### Problems to work on:
[1] In the Base module documentation, what unit is used for the temperature threshold in monitor_gpu_temperature?
[2] Repeat a passage of the Base module documentation word for word, starting with "Save model and" and going on through "save (if available)".
[3] Pick up the Base module documentation after its last line and continue it.

### Text excerpt:
Base

monitor_gpu_temperature(threshold:int, sleep_seconds:int, gpu_id:int)

Checks the GPU temperature and sleeps if it exceeds a threshold.

Parameters:

threshold (int): Temperature in Celsius above which the function sleeps.
sleep_seconds (int): Number of seconds to sleep when the threshold is exceeded.
gpu_id (int): ID of the GPU to monitor.

Returns:

None: The function will print a warning and sleep if the temperature exceeds the threshold.

Labels:

src_PyThon_NeuralNetwork_trainer_Base_monitor_gpu_temperature

class AverageMeter

computes and stores the average and current value

Author:

- Farshad Sangari

Methods:

create_save_dir()

Create a timestamped directory for saving model checkpoints and reports

Labels:

src_PyThon_NeuralNetwork_trainer_Base_create_save_dir

save_model(file_path:str, file_name:str, model:nn.Module, optimizer:Optional[nn.Module])

Save model and optimizer state

Parameters:

file_path (str): Directory to save the model
file_name (str): Name of the file to save the model
model (nn.Module): PyTorch model to save
optimizer (Optional[nn.Module]): Optimizer to save (if available)

Returns:

None: Saves the model state to the specified file

Author:

- Yassin Riyazi

- Farshad Sangari

Labels:

src_PyThon_NeuralNetwork_trainer_Base_save_model

load_model(ckpt_path:Union[str, os.PathLike], model:nn.Module, optimizer:Optional[nn.Module])

### Recorded information:
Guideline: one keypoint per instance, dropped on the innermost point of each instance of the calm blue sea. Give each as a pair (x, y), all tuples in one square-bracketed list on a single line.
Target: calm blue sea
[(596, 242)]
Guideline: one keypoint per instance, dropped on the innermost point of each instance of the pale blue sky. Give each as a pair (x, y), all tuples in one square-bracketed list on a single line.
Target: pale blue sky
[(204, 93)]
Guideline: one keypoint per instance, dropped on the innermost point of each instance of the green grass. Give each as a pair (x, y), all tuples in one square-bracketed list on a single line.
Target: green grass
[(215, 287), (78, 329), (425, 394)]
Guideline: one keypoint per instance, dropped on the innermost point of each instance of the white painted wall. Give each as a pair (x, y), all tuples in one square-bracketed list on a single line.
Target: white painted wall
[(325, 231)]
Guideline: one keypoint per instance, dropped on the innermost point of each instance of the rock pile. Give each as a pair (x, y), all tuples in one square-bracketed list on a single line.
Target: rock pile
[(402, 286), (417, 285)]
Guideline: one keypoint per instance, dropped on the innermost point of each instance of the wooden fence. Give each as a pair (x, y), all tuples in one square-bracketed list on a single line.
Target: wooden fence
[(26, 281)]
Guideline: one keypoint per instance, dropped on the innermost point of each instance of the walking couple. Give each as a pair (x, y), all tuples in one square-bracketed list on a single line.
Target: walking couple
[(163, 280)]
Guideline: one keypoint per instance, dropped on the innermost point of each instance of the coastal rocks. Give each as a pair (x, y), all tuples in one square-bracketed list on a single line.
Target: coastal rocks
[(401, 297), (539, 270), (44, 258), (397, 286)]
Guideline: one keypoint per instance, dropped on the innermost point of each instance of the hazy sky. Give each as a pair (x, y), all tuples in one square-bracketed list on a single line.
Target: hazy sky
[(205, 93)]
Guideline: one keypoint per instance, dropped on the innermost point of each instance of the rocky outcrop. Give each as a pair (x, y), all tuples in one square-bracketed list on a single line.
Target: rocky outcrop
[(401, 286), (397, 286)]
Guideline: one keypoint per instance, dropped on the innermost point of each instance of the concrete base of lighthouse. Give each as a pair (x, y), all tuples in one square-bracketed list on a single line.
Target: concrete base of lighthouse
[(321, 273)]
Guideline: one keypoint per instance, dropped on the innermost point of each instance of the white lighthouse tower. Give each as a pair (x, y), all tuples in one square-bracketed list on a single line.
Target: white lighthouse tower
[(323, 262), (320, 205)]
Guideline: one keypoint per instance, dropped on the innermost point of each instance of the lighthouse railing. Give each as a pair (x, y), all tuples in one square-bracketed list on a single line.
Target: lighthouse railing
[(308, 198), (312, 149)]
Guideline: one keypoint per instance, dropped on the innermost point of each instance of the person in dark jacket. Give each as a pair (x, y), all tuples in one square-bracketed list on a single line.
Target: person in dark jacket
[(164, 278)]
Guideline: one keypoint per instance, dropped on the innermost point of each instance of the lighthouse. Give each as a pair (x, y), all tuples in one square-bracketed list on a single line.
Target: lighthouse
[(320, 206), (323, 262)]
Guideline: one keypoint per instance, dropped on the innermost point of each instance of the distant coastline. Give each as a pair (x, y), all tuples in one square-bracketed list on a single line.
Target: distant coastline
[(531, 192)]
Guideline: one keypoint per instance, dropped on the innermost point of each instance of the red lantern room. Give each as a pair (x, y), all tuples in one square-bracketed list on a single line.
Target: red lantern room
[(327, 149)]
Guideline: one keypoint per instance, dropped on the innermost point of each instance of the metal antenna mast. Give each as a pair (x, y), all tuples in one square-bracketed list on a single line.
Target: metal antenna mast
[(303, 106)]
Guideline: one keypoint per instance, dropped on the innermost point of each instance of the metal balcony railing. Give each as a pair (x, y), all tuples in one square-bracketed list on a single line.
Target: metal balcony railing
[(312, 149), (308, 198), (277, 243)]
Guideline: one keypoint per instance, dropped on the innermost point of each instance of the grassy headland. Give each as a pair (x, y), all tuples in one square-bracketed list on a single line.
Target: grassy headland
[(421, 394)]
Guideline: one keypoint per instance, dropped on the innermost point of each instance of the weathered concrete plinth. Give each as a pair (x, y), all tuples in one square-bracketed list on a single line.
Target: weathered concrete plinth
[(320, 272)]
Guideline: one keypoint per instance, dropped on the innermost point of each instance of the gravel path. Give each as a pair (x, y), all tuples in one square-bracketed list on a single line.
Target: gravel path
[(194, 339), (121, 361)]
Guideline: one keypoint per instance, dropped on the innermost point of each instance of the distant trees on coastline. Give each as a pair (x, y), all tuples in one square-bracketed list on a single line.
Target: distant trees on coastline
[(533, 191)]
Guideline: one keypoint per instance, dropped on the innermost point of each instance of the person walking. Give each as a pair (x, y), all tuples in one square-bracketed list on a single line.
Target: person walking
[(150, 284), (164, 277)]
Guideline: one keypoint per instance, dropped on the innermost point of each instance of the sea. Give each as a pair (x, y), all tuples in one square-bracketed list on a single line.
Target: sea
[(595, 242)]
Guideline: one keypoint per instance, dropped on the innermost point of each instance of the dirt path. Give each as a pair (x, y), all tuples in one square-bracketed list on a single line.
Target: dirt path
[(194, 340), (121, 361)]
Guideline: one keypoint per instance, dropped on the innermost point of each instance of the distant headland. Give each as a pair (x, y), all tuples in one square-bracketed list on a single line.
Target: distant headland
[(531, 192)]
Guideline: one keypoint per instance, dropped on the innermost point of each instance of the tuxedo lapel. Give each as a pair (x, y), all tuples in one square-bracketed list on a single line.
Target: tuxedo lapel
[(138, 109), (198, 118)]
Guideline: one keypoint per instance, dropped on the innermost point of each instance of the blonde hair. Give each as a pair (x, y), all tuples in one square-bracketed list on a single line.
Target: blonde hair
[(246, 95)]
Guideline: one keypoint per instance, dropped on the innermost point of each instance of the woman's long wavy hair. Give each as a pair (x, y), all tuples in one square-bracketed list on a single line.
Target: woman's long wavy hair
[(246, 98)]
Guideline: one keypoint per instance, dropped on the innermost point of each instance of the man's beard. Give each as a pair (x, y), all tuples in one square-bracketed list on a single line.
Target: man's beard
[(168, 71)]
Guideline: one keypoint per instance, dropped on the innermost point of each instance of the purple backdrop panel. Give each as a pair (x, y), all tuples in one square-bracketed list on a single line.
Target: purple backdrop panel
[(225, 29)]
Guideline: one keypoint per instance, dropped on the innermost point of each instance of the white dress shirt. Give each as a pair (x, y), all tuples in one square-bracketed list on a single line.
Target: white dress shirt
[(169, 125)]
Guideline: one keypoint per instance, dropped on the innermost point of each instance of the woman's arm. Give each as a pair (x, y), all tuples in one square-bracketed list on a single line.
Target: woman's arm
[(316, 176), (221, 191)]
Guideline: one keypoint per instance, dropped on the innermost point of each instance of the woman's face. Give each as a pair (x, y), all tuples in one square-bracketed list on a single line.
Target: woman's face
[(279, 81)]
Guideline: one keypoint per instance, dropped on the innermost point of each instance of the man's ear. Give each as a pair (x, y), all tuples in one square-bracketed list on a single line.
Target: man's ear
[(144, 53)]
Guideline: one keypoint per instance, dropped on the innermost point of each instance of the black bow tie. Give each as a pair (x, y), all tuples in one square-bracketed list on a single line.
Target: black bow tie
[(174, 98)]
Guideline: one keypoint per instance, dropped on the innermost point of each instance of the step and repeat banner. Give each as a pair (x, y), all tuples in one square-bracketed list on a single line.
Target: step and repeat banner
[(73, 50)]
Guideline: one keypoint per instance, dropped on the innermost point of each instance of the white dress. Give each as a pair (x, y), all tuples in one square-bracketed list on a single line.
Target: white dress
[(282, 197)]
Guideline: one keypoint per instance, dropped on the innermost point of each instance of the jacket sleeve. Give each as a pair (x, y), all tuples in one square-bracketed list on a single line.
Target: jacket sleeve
* * *
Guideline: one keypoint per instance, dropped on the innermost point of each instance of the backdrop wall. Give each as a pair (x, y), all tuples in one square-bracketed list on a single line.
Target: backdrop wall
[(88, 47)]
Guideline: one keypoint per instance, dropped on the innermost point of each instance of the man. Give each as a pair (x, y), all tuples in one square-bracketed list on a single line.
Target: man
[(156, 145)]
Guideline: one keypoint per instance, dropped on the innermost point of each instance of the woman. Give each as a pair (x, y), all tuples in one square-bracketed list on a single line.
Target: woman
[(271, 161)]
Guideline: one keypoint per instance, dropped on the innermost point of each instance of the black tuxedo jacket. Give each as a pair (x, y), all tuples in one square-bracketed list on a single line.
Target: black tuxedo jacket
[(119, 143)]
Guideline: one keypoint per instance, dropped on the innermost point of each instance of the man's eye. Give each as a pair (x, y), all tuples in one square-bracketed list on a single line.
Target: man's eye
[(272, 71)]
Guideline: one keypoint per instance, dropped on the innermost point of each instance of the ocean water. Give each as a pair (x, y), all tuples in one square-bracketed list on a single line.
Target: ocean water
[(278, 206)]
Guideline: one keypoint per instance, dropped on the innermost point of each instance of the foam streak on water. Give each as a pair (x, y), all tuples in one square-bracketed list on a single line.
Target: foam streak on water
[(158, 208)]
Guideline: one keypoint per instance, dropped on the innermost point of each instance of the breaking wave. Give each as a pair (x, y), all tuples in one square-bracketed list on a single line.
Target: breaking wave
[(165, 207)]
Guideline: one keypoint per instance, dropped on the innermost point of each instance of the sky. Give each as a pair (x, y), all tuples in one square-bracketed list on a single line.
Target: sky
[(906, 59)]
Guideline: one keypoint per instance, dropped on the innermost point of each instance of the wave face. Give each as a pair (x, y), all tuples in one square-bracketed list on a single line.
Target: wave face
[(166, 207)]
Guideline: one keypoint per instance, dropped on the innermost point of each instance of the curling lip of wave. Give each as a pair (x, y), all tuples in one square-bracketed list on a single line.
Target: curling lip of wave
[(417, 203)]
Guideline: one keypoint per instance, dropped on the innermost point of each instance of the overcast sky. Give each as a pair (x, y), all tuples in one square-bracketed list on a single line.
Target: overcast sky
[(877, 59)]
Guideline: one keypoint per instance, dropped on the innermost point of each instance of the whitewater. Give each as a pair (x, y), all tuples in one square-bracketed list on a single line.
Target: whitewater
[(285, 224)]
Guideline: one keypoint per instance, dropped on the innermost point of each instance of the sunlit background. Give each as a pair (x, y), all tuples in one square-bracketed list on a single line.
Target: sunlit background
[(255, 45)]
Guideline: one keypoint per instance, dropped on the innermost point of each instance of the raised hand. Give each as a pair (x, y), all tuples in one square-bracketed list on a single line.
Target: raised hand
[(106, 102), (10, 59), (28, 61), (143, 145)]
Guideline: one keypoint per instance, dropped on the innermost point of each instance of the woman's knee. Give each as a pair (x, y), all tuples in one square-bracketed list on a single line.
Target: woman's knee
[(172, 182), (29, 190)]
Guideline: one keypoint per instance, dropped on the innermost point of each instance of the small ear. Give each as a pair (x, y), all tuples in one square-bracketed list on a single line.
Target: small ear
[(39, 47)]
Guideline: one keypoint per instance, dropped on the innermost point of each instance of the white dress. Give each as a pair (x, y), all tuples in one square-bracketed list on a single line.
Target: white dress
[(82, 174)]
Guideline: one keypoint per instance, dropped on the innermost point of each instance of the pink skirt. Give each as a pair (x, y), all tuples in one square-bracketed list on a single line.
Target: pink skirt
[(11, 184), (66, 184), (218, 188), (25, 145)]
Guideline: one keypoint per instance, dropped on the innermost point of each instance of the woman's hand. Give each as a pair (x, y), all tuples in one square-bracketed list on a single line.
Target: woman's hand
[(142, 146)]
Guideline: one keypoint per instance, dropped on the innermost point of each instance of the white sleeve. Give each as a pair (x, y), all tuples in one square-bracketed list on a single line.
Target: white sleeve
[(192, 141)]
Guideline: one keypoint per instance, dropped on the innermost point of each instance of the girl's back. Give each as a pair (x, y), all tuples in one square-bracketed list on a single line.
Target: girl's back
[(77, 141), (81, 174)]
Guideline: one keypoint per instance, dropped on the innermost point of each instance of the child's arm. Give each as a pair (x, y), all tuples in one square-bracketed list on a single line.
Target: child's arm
* * *
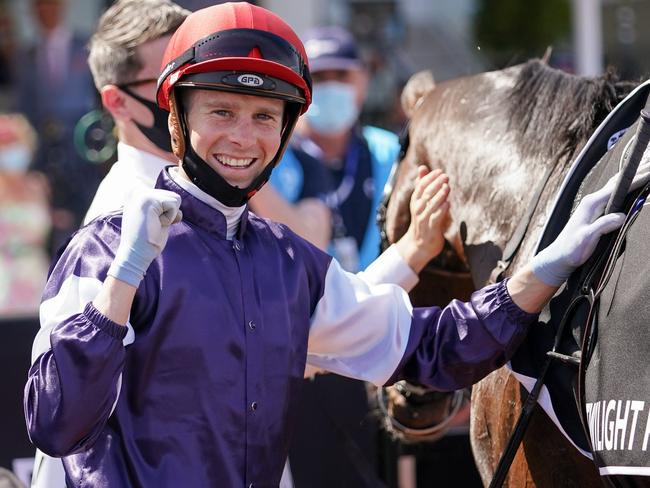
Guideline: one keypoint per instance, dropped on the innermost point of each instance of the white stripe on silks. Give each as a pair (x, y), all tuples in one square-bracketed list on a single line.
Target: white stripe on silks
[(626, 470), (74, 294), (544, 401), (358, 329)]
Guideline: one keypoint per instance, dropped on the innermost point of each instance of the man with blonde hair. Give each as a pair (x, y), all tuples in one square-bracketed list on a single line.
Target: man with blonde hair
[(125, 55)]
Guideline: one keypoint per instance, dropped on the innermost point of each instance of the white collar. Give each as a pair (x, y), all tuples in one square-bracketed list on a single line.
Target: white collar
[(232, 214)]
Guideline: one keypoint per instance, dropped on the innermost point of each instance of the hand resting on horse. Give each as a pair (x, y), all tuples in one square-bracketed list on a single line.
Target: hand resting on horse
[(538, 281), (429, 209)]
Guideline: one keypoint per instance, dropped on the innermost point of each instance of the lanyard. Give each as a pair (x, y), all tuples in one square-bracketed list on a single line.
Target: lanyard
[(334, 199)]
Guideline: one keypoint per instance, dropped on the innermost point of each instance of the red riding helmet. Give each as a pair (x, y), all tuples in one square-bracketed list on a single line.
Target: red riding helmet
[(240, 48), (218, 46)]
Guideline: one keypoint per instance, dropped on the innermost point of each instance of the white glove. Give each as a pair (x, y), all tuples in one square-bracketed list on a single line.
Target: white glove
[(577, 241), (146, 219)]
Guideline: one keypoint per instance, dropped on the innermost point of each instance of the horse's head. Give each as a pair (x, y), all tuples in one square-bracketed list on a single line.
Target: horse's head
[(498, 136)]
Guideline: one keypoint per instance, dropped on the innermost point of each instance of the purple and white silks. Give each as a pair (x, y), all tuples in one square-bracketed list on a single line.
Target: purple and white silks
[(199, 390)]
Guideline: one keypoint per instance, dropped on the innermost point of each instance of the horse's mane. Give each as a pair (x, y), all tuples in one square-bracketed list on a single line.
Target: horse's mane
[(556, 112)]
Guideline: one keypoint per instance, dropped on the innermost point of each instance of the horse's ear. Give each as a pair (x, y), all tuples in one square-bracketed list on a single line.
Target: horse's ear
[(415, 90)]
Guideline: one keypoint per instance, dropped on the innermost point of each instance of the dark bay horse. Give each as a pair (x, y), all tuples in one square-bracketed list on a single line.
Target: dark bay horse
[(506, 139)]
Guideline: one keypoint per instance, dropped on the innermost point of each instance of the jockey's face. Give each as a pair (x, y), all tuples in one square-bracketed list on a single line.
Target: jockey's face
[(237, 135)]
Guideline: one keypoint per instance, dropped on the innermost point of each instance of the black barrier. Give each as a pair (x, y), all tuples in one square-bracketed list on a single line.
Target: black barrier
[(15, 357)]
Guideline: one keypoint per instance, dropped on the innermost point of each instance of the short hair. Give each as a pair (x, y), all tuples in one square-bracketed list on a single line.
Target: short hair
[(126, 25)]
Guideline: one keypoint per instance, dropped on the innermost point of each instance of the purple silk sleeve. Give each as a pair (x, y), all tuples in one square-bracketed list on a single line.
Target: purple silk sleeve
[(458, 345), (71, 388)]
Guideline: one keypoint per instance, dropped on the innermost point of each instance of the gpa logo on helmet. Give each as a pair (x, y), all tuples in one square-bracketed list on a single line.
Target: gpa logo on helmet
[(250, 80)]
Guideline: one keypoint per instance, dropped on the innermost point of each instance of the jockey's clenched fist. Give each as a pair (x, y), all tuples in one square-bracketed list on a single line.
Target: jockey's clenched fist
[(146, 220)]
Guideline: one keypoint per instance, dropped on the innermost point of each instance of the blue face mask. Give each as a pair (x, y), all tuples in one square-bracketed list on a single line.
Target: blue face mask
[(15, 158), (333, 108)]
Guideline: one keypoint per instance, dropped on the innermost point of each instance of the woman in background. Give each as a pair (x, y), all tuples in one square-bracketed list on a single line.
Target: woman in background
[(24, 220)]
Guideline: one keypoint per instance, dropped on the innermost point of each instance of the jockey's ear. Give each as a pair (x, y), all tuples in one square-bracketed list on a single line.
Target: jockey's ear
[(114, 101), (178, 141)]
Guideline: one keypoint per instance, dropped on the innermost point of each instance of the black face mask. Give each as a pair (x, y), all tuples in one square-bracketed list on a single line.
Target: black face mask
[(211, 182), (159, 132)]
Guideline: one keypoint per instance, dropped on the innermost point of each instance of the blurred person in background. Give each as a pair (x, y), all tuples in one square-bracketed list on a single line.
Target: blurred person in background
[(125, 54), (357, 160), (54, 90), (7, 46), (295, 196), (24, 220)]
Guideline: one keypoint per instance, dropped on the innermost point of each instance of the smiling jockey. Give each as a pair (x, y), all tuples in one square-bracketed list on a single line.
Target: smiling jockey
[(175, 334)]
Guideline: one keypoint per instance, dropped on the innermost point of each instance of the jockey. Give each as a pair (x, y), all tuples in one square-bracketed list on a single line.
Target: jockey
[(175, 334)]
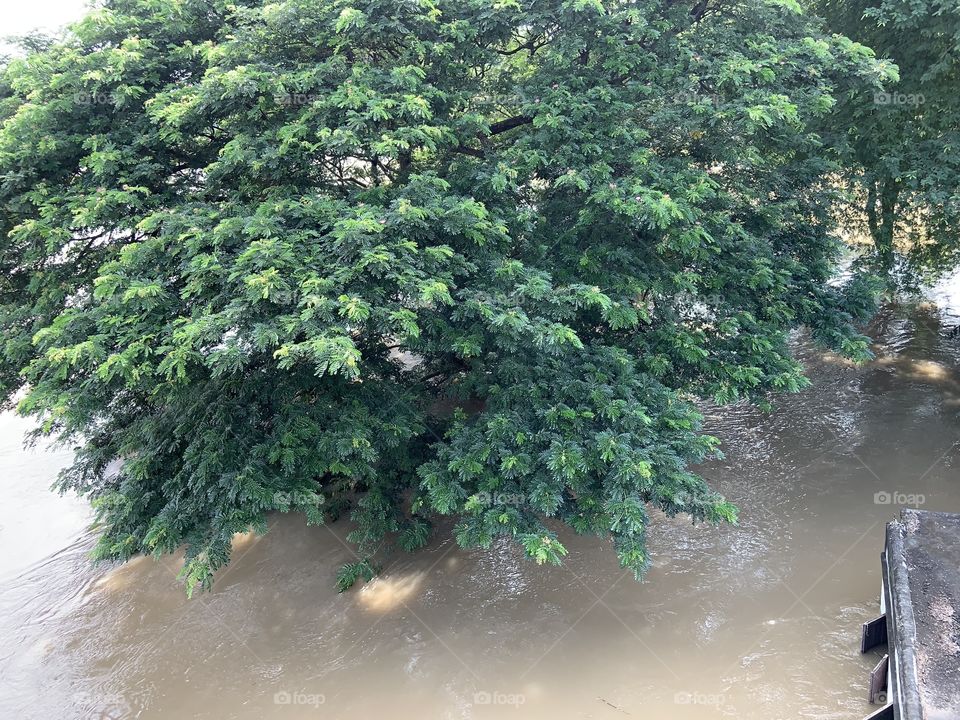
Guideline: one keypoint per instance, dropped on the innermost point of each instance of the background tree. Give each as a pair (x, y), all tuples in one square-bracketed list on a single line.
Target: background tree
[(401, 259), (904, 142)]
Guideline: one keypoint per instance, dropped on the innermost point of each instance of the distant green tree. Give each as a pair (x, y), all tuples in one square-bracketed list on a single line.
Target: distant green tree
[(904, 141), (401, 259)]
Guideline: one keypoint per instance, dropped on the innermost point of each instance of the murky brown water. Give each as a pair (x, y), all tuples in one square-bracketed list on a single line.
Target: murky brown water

### Answers to the exercises:
[1] Celsius.

[2]
Save model and optimizer state

Parameters:

file_path (str): Directory to save the model
file_name (str): Name of the file to save the model
model (nn.Module): PyTorch model to save
optimizer (Optional[nn.Module]): Optimizer to save (if available)

[3]
Load model and optimizer state from checkpoint

Parameters:

ckpt_path (Union[str, os.PathLike]): Path to the checkpoint file
model (nn.Module): PyTorch model to load state into
optimizer (Optional[nn.Module]): Optimizer to load state into (if available)

Returns:

optimizer (Optional[nn.Module]): Optimizer with loaded state (if provided)

Labels:

src_PyThon_NeuralNetwork_trainer_Base_load_model

normal_accuracy(pred:torch.Tensor, labels:torch.Tensor)

Calculate the accuracy of predictions against true labels.

Parameters:

pred (torch.Tensor): Predictions from the model
labels (torch.Tensor): True labels

Returns:

float: Accuracy as a percentage

Labels:

src_PyThon_NeuralNetwork_trainer_Base_normal_accuracy

teacher_forcing_decay(epoch:int, num_epochs:int)

Calculate the teacher forcing ratio for a given epoch.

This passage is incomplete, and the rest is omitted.